**Work instructions:**
(1) Rewrite the passage of the Shands Bridge text starting at "On October 7, 2016, the" and ending at "the bridge reopened.", changing "Hurricane Matthew" to "a tropical storm".
(2) According to the Shands Bridge text, on what date was the current bridge dedicated?
-- Start Text to read --
The Shands Bridge is a two-lane automobile bridge carrying SR 16 over the St. Johns River south of Jacksonville, Florida.

History
The first structure at the site was a 2-mile-long wooden toll span with a draw bridge inaugurated in 1928. It was located just north of the current span, crossing from Orangedale to the present Shands pier on the west side of the river. The current bridge was dedicated on October 30, 1963, and features concrete beam-type construction for a total of two lanes. Until the building of the I-295 Buckman Bridge it was the only crossing of the St. Johns River between Jacksonville and Palatka.

On October 7, 2016, the eastern approach to the bridge was eroded by Hurricane Matthew, so the bridge was closed to traffic for an indefinite time period. On October 9, the bridge reopened.

In 2004, proposals were made to replace or upgrade the span. Problems cited include increasing traffic in the Clay County and St. Johns County areas, safety, and the inability of large boats to travel upriver. One plan proposed a new bridge north of the existing one, connecting to extensions of SR 9B and SR 23. Eventually a planned span just to the south was selected. In the fall of 2005, the railings of the bridge were upgraded to solid concrete barriers in an effort to reduce over-bridge fatalities.
-- End Text to read --
-- Start Supplied entries --
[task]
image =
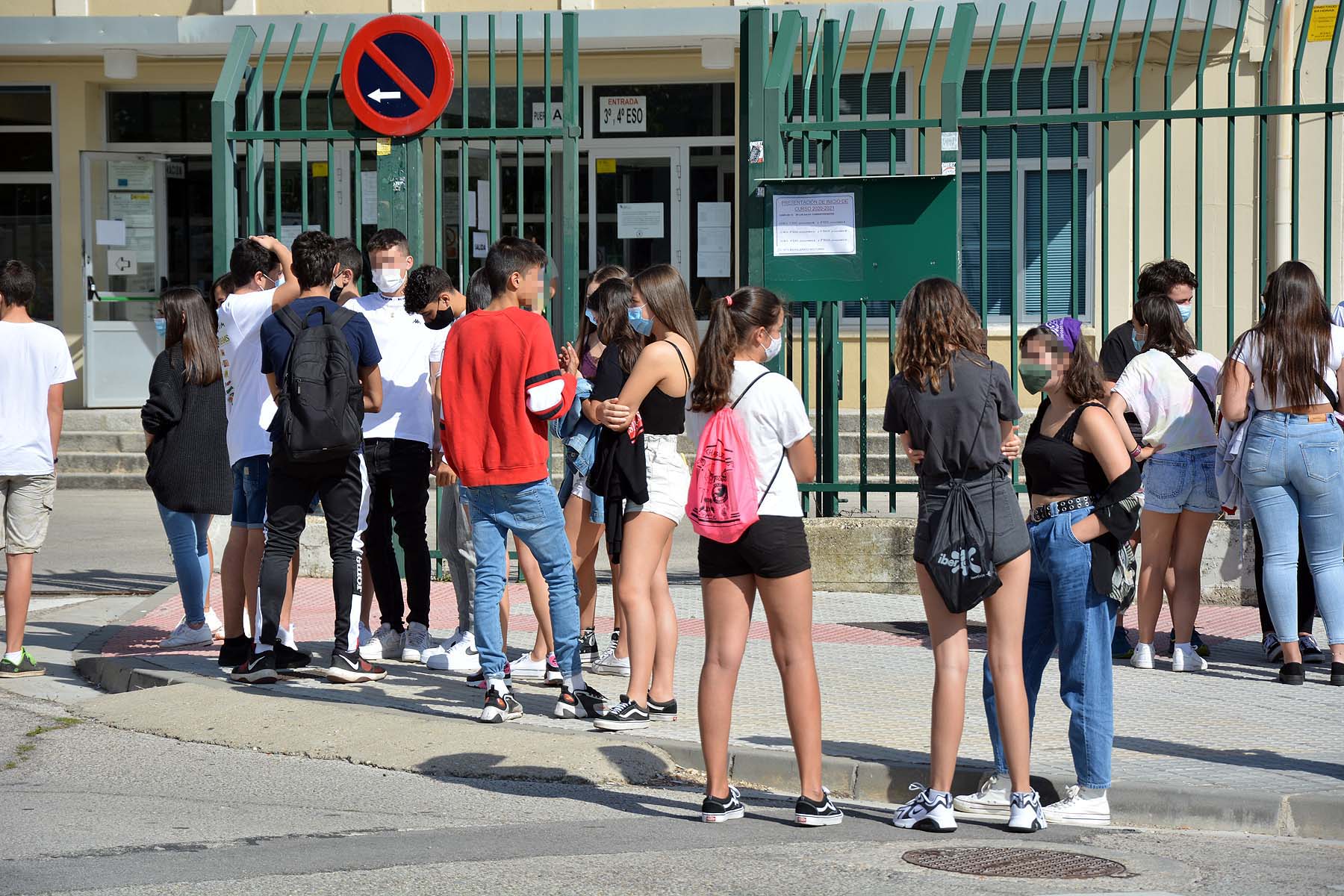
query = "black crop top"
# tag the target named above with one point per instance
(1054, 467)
-- End Supplied entries --
-- Start Supplied entries --
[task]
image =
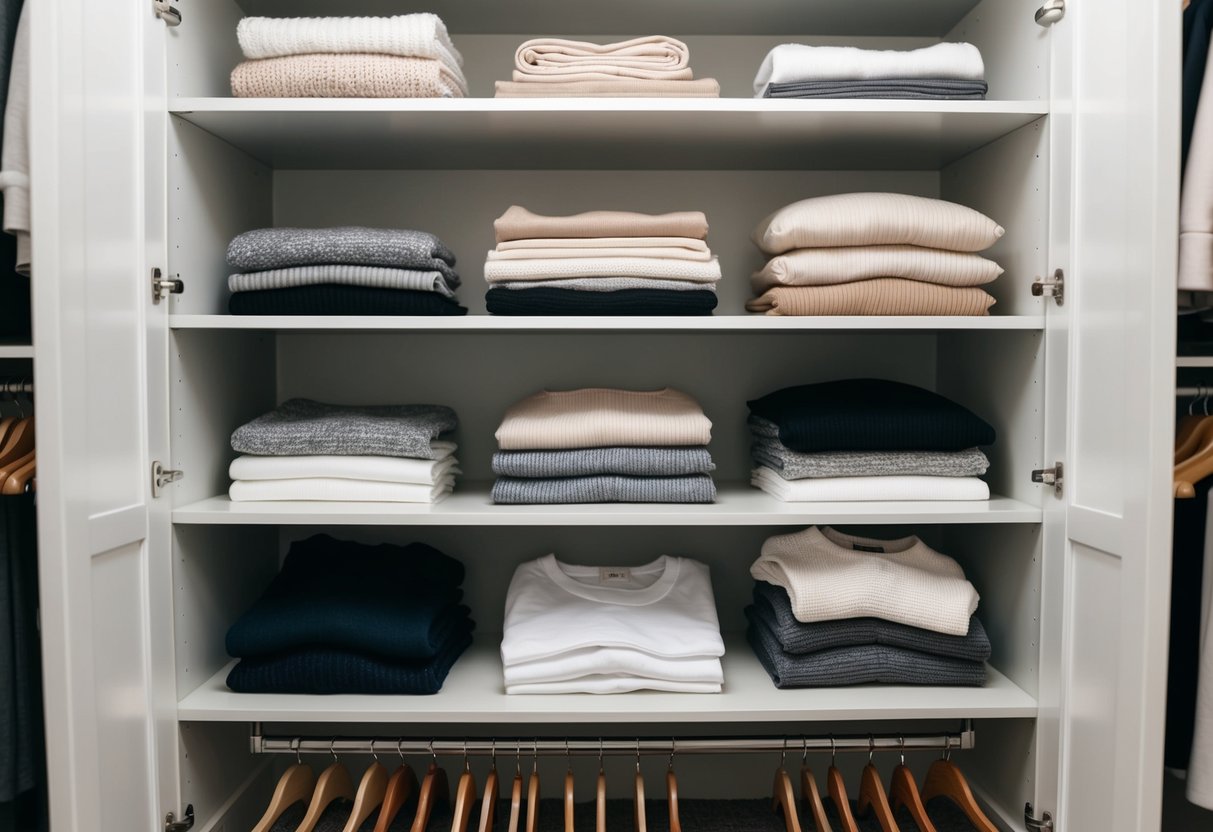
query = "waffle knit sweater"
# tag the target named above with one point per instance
-- End Supplied entries --
**Solutions by task:**
(1)
On October 7, 2016, the eastern approach to the bridge was eroded by a tropical storm, so the bridge was closed to traffic for an indefinite time period. On October 9, the bridge reopened.

(2) October 30, 1963